### [PROMPT]
Without the images, print all the entries below exactly as given.

(Records contained in a dataset)
— start —
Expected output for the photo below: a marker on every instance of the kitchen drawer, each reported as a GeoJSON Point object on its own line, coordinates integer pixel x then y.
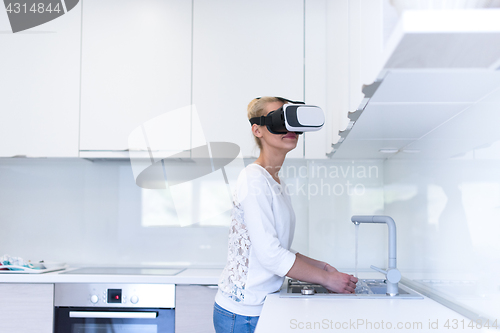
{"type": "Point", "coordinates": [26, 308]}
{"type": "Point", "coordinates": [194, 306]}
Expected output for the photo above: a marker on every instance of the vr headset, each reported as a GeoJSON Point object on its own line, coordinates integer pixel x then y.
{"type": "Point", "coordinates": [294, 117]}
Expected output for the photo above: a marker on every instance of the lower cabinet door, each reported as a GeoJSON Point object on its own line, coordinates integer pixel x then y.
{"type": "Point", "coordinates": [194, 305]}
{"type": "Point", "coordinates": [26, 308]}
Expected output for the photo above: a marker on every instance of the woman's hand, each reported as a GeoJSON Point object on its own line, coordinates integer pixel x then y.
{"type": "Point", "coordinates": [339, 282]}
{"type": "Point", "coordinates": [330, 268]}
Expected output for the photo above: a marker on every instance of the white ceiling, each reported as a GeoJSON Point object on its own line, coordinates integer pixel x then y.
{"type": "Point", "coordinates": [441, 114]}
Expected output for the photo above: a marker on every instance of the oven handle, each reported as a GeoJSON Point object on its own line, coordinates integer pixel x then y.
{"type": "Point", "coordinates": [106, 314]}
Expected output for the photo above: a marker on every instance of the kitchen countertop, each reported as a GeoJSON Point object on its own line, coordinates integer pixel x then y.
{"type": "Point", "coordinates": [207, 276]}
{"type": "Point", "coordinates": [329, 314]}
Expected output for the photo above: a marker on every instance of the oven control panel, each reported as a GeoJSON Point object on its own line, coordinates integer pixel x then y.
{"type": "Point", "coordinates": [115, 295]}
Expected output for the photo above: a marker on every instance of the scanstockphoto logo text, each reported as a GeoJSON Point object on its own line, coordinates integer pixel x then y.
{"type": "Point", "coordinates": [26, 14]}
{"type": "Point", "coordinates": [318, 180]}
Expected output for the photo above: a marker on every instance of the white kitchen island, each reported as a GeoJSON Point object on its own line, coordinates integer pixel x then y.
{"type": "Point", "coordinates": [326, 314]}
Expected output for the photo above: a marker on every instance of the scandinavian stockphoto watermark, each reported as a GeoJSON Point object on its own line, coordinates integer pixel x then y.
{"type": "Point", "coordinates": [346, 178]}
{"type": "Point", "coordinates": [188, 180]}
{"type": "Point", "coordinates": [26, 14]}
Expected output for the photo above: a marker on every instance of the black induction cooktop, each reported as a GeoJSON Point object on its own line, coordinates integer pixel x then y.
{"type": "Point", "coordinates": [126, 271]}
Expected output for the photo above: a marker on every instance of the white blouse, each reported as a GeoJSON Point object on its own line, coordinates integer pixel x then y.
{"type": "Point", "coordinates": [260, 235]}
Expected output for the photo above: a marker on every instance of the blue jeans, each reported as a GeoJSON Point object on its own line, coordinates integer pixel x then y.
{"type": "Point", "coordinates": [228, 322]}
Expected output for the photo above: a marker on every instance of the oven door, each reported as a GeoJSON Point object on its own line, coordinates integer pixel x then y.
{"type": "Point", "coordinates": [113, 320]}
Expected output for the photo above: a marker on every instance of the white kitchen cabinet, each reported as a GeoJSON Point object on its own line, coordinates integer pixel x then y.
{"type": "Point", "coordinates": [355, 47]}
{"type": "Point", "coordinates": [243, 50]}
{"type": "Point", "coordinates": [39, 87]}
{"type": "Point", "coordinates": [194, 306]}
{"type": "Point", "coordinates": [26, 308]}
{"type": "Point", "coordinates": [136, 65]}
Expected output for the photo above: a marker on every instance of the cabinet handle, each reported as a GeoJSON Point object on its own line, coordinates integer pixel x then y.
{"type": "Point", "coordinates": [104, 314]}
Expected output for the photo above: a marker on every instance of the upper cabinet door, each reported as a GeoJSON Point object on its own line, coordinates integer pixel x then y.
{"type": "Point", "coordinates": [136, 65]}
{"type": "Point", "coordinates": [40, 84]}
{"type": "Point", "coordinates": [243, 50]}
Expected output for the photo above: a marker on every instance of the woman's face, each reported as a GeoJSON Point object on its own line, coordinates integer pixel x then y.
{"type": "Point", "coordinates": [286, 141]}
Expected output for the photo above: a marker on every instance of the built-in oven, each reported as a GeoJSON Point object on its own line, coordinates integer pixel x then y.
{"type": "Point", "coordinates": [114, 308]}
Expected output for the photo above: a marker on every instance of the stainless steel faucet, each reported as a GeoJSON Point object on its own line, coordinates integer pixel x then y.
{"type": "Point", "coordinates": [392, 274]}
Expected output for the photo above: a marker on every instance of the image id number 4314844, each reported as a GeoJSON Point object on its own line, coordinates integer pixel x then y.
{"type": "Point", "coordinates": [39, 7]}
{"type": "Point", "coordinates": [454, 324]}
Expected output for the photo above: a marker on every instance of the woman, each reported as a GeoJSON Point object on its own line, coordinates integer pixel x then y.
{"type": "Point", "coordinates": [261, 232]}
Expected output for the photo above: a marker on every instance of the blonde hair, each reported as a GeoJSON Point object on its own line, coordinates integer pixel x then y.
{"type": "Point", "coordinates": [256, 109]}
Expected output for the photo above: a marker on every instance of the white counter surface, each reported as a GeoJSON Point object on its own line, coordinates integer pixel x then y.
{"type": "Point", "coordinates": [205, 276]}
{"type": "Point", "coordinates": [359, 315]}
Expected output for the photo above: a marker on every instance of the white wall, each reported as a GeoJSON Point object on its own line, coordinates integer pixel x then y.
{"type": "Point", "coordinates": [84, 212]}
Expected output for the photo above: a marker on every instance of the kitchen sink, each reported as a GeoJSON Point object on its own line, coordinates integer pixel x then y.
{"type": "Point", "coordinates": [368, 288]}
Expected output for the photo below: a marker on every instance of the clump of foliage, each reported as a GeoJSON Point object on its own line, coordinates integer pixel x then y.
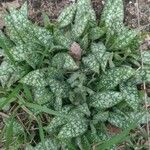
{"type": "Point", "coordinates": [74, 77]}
— end —
### [FINAL RESULT]
Expected output for the photo below: a marker on every instance of the kitchen drawer, each reported as a GeoJSON Point object on its own line, coordinates integer pixel x then y.
{"type": "Point", "coordinates": [26, 308]}
{"type": "Point", "coordinates": [194, 306]}
Expected output for the photo above: a marker on every instance of the vr headset, each reported as a GeoJSON Point object on its own line, coordinates integer pixel x then y.
{"type": "Point", "coordinates": [294, 117]}
Expected output for the photo above: a marker on every instance of the lower cabinet door, each reported as a GeoJSON Point object on its own line, coordinates integer pixel x then y.
{"type": "Point", "coordinates": [194, 305]}
{"type": "Point", "coordinates": [26, 308]}
Expected output for the photo above: a marker on every instance of the woman's hand, each reported as a GeoJSON Point object on its own line, coordinates integer pixel x then y.
{"type": "Point", "coordinates": [339, 282]}
{"type": "Point", "coordinates": [330, 268]}
Expected output for the photo above: a marker on every instance of the white ceiling, each reported as a GeoJSON Point object on its own line, coordinates integer pixel x then y.
{"type": "Point", "coordinates": [441, 114]}
Expected output for the photo above: a marker on every instance of the oven handle, each reported as a GeoJSON Point object on its own line, coordinates integer pixel x then y.
{"type": "Point", "coordinates": [106, 314]}
Expected output for the photo above: a marker on every instance of the kitchen countertop, each reported as a GeoJSON Point object on its own line, coordinates integer pixel x then y.
{"type": "Point", "coordinates": [207, 276]}
{"type": "Point", "coordinates": [329, 314]}
Expected output for the photo above: a marker on every instance of the oven control panel, each reported as a GeoJSON Point object on its own line, coordinates integer pixel x then y.
{"type": "Point", "coordinates": [115, 295]}
Expected output for the photo above: a marker on every instance of the scanstockphoto logo text, each reported as a GeoJSON Point object on its own line, coordinates integer pixel x then y.
{"type": "Point", "coordinates": [26, 14]}
{"type": "Point", "coordinates": [318, 180]}
Expected output for the photo above: a marker on every instance of the white kitchen island, each reported as a GeoJSON Point object on its own line, coordinates integer pixel x then y.
{"type": "Point", "coordinates": [326, 314]}
Expected output for the photo above: a marker on every instance of the scandinavian stockphoto watermark, each reported as a GeoJSON Point object on its own line, coordinates integer pixel x then y.
{"type": "Point", "coordinates": [346, 178]}
{"type": "Point", "coordinates": [188, 180]}
{"type": "Point", "coordinates": [26, 14]}
Expected output for the photo above: a marker on every instance of the black induction cooktop, each reported as a GeoJSON Point object on its own line, coordinates integer pixel x then y.
{"type": "Point", "coordinates": [126, 271]}
Expected output for the photo above: a marker on every instance of the white blouse, each reported as a GeoJSON Point object on its own line, coordinates integer pixel x then y.
{"type": "Point", "coordinates": [260, 235]}
Expected output for the photo above: a marker on every instance of the blue jeans, each reported as a GeoJSON Point object on its own line, coordinates integer pixel x then y.
{"type": "Point", "coordinates": [228, 322]}
Expected output for the photo above: a marker on every instance of the oven door, each reported as a GeoJSON Point object on its own line, coordinates integer pixel x then y.
{"type": "Point", "coordinates": [113, 320]}
Expected output for the photo above: a marker on every instance of the white kitchen cabinet, each reported as a GeoJSON Point object on its own line, coordinates integer pixel x then y.
{"type": "Point", "coordinates": [355, 47]}
{"type": "Point", "coordinates": [243, 50]}
{"type": "Point", "coordinates": [39, 87]}
{"type": "Point", "coordinates": [194, 306]}
{"type": "Point", "coordinates": [26, 308]}
{"type": "Point", "coordinates": [136, 65]}
Expected output for the photo above: a marker on every instance of the cabinet handle, each reported as a GeoJSON Point object on its own line, coordinates integer pixel x then y.
{"type": "Point", "coordinates": [104, 314]}
Expected output for the photo above: a marker on every instance of the upper cabinet door, each reported as a GeoJSON Point object on its own line, coordinates integer pixel x then y.
{"type": "Point", "coordinates": [136, 65]}
{"type": "Point", "coordinates": [40, 84]}
{"type": "Point", "coordinates": [243, 50]}
Expected output for the photo above: a marker on every instance of the woman's face, each reported as a GeoJSON Point object on its own line, coordinates integer pixel x then y.
{"type": "Point", "coordinates": [286, 141]}
Expected output for the photo above: a marker on every instance of the built-in oven, each reported as a GeoJSON Point object on its own line, coordinates integer pixel x then y.
{"type": "Point", "coordinates": [114, 308]}
Expected output for the photo above: a marker on every instance of the stainless steel faucet, each reported as a GeoJSON Point object on its own line, coordinates integer pixel x then y.
{"type": "Point", "coordinates": [392, 274]}
Expected output for the photo above: a marker on every instance of the image id number 4314844, each reported as a GeoJSON Point object on its own line, coordinates integer pixel x then y.
{"type": "Point", "coordinates": [39, 7]}
{"type": "Point", "coordinates": [454, 324]}
Expected output for the photo above: a marker on every instance of the woman, each reported as a GeoJSON Point object on its own line, coordinates integer pixel x then y.
{"type": "Point", "coordinates": [261, 232]}
Expected output for the photo above: a marker on every instance of the blonde hair, each reported as a GeoJSON Point object on its own line, coordinates integer pixel x then y.
{"type": "Point", "coordinates": [256, 109]}
Expected output for the photo above: a marker on every instance of the white counter surface, each reported as a GeoJSON Point object on its own line, coordinates integer pixel x then y.
{"type": "Point", "coordinates": [205, 276]}
{"type": "Point", "coordinates": [359, 315]}
Expected output for the photo above: a marker on every instance of the white wall, each reported as a GeoJSON Point object on its own line, coordinates integer pixel x then y.
{"type": "Point", "coordinates": [84, 212]}
Expected output for the photo above: a marker on every instance of the kitchen sink, each reported as a GeoJSON Point object on its own line, coordinates integer pixel x then y.
{"type": "Point", "coordinates": [368, 288]}
Expected output for the photo below: a marker on every instance of the clump of foliage, each reported as a GeoJSON Point object on its own line, coordinates integer pixel x then y.
{"type": "Point", "coordinates": [74, 77]}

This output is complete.